_YOUR TASK_
In the text excerpt below, shorten the paragraph beginning "The files used in the code" into one sentence that keeps its main facts.

_TEXT EXCERPT_
The following code reads the vectors for Qnodes as `head` and Properties as `relation`.

The files used in the code are produced by `kgtk graph-embeddings` code as a byproduct, in the folder specified by the `-T` option

In [None]:
relation_names_list = json.load(open(f"{os.environ['TEMP']}/output/dynamic_rel_names.json"))
entity_names_list = json.load(open(f"{os.environ['TEMP']}/output/entity_names_all_0.json"))
prop_count = len(relation_names_list)

# operators
operator_lhs = ComplexDiagonalDynamicOperator(vector_dimension, prop_count)
operator_rhs = ComplexDiagonalDynamicOperator(vector_dimension, prop_count)
comparator = DotComparator()
cos_comparator = CosComparator()
with h5py.File(f"{os.environ['TEMP']}/output/model/model.v100.h5", "r") as hf:
 operator_state_dict_lhs = {
 "real": torch.from_numpy(hf["model/relations/0/operator/lhs/real"][...]),
 "imag": torch.from_numpy(hf["model/relations/0/operator/lhs/imag"][...]),
 }
 operator_state_dict_rhs = {
 "real": torch.from_numpy(hf["model/relations/0/operator/rhs/real"][...]),
 "imag": torch.from_numpy(hf["model/relations/0/operator/rhs/imag"][...]),
 }
 
operator_lhs.load_state_dict(operator_state_dict_lhs)
operator_rhs.load_state_dict(operator_state_dict_rhs)

# Load the embeddings
with h5py.File(f"{os.environ['TEMP']}/output/model/embeddings_all_0.v100.h5", "r") as hf:
 arnold_embedding = torch.from_numpy(hf["embeddings"][...])


entity_to_index = {}
for i, entity in enumerate(entity_names_list):
 entity_to_index[entity] = i
 

rel_index = {}
for i, rel in enumerate(relation_names_list):
 rel_index[rel] = i

The following function takes as input a `Qnode` and a `Property`, and outputs a vector which should be similar to the value of the relation.

For example, Qnode: `Q37079` = Tom Cruise, Property: `P166` = awards received and output a vector similar to awards. We will see this equation in action in the subsequent examples.

_MATERIAL PROVIDED_
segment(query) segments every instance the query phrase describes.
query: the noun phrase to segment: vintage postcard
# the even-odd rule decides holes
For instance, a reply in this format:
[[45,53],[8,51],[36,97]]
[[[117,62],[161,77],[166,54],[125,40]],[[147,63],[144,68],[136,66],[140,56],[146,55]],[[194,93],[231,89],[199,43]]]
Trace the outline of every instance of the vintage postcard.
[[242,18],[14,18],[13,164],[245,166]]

_FINAL ANSWER_
The code's files are a byproduct of `kgtk graph-embeddings`, written to the folder set by the `-T` option.